[Task to complete] Read the lines below, and copy any that contain the string "petal".

Natural-language object grounding data
• • • • • • •
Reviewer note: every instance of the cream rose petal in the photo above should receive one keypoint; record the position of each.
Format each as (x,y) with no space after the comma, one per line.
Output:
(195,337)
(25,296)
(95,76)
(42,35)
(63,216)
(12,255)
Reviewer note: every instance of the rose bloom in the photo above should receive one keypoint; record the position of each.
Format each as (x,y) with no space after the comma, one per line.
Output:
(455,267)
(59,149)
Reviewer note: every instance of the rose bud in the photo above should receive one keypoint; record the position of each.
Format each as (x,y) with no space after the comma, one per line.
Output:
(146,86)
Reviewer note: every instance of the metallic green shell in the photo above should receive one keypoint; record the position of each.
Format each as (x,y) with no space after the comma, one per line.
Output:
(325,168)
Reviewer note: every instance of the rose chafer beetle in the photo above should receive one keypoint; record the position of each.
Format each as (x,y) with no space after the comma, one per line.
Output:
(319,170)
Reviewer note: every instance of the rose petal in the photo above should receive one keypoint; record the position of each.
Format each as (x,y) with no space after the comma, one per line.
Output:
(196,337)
• • • • • • •
[Finished task]
Reviewer note: every instance of the cream rose petal in the photo above should receive one keypoint; record the position of each.
Reviewer note: every instance of the rose petal in the photo above should receive one keypoint; record the position of each.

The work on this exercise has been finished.